▸ Aim
Please edit the startup article, giving it again from "The odds have" up to and including "face of adversity." with "adversity" changed to "hardship".

Artificially constraining your company to one goal creates velocity and creativity

Published: Jun 5, 2023
By: Sid Sijbrandij

The odds have always been against startups; the vast majority fail. It’s a high-risk endeavor with no one-size-fits-all formula for success. There are many success factors outside a founder’s control, but you can control the specific behaviors and actions you take to achieve goals in the face of adversity.

Relentlessly resourceful

Paul Graham boiled the number one trait that defines a startup founder down to two words: relentlessly resourceful. He writes, “If you want to know whether you’re the right sort of person to start a startup, ask yourself whether you’re relentlessly resourceful.”

Being relentlessly resourceful sounds simple enough, but anyone can say they are something. What does that quality look like in practice?

Resourcefulness: Using constraints as a creative mechanism for achieving goals.
Relentlessness: When one attempt fails, you try another. And another. And another.

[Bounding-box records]
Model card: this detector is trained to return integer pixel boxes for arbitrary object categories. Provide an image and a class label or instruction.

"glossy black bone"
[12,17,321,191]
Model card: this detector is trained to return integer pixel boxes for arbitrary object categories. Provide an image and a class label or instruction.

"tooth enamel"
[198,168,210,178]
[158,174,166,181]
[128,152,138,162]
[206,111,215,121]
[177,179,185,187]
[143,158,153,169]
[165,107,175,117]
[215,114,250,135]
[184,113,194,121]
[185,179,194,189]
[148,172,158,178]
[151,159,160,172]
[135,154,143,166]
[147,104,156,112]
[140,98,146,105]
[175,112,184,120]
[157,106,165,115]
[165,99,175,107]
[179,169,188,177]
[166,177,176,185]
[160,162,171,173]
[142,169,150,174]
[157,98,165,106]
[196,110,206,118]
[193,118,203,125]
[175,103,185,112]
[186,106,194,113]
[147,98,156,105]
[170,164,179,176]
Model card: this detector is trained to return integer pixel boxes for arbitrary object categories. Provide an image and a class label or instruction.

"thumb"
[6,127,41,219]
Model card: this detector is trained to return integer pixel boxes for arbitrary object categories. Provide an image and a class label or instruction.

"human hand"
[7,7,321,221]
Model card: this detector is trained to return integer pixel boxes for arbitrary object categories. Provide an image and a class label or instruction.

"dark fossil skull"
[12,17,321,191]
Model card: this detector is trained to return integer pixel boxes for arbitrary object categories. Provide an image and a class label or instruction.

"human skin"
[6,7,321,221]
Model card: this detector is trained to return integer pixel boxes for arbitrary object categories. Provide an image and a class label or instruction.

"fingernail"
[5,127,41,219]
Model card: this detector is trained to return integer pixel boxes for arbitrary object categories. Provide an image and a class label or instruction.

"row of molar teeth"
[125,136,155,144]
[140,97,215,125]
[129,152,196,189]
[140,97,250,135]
---
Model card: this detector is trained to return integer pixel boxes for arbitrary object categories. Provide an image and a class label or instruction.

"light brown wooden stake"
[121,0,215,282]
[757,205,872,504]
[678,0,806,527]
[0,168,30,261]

▸ Final result
The odds have always been against startups; the vast majority fail. It’s a high-risk endeavor with no one-size-fits-all formula for success. There are many success factors outside a founder’s control, but you can control the specific behaviors and actions you take to achieve goals in the face of hardship.